Alguns dias após o lançamento do CD do meu pai, decidi ouvi-lo do princípio ao fim, durante uma viagem de carro, de modo a poder ter tempo e contexto para reflectir. Tive a sensação de que estava a ouvir uma compilação dos principais pensamentos, conselhos e preocupações do meu pai. À semelhança de livros do género “Gestão segundo…” ou o “Tao de …”, esta música (“Vida sem droga”), em particular, contém frases e expressões que o meu pai usava para educar os filhos, durante a adolescência. Algumas dessas expressões, como por exemplo “cuidód na quel primer fuminho” (“cuidado com a primeira passa”), ficaram gravadas na nossa memória, não apenas pelo seu significado, mas principalmente pela forma como eram ditas pelo meu pai, em crioulo da ilha de São Nicolau, com a pronúncia bem marcada de Ribeira Prata e com uma entoação muito cómica, juntamente com uma expressão facial séria, por vezes, quase intimidatória. Esse método do meu pai fazia-nos reter os conselhos, segui-los, tê-los sempre presentes, sem deixar de lhes achar imensa piada. Depois, qual vírus, espalhavam-se de forma epidémica, quando eu e os meus irmãos, à primeira oportunidade, usávamo-los para, em jeito de brincadeira, educarmo-nos uns aos outros. Assim como a frase “o meu único vício é o trabalho”, gozávamos uns com os outros, sem descurarmos o aspecto pedagógico da brincadeira, repetindo as frases “quel primer fumo ê que perigoso” ou “cuidód na quel primer fuminho”.

┄┄┄┄┄┄┄┄┄┄┄┄┄┄┄┄┄┄┄┄

## [PROBLEMA ESCRITO]
No texto sobre o CD do pai, em que crioulo o pai dizia as suas expressões?

## [LINHAS]

┄┄┄┄┄┄┄┄┄┄┄┄┄┄┄┄┄┄┄┄

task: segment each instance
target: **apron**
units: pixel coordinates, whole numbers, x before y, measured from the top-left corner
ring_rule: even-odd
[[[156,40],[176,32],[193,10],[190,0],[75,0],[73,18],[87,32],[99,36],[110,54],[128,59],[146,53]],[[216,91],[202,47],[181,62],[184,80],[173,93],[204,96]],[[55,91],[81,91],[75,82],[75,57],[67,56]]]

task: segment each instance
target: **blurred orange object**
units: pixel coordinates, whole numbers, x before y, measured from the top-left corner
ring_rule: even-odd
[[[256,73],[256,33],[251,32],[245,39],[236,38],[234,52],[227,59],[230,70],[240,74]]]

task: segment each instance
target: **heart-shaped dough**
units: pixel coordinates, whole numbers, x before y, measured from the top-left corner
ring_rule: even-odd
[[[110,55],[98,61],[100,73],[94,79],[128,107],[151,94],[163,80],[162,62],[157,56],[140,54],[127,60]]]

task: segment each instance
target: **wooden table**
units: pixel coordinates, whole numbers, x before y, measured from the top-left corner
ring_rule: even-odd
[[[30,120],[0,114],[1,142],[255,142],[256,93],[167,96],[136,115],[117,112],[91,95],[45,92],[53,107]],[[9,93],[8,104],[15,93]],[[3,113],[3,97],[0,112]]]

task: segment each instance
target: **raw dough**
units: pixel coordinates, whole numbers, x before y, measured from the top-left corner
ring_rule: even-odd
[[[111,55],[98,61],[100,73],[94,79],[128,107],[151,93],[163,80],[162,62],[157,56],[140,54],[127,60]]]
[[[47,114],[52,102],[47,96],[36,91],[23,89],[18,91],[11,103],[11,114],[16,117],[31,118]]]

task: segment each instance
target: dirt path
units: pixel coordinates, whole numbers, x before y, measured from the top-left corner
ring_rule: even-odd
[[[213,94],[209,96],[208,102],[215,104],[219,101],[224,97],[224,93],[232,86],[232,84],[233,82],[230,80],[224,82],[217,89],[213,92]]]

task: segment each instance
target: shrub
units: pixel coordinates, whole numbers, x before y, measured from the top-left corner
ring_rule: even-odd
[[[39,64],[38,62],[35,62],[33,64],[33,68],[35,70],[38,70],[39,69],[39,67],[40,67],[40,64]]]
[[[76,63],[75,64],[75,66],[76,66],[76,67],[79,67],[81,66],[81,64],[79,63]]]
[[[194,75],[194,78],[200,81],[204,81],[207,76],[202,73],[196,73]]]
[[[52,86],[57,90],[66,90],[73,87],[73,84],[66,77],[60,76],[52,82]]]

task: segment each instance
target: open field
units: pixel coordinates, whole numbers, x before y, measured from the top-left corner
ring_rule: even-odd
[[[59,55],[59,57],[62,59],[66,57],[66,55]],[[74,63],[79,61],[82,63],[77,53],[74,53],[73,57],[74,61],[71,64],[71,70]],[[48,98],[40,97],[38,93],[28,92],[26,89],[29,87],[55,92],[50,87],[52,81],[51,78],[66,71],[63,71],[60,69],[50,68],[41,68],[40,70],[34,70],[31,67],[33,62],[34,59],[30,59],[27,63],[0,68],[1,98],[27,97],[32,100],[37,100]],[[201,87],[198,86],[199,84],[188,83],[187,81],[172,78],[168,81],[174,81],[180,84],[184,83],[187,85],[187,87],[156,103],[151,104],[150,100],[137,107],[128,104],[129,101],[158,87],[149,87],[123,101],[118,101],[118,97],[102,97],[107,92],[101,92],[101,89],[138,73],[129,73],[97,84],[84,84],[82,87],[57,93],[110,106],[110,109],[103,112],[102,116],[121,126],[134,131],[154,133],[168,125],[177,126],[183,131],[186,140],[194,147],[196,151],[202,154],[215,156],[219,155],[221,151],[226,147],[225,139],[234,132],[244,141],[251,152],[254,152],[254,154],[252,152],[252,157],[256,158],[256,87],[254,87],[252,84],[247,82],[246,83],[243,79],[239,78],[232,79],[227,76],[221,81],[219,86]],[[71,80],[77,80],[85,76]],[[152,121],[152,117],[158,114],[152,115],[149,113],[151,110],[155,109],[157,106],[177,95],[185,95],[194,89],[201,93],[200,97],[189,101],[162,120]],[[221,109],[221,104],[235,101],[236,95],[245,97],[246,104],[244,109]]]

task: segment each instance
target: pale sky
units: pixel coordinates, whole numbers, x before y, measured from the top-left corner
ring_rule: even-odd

┄┄┄┄┄┄┄┄┄┄┄┄┄┄┄┄┄┄┄┄

## [RESPOSTA COMPLETA]
Em crioulo da ilha de São Nicolau, com a pronúncia bem marcada de Ribeira Prata.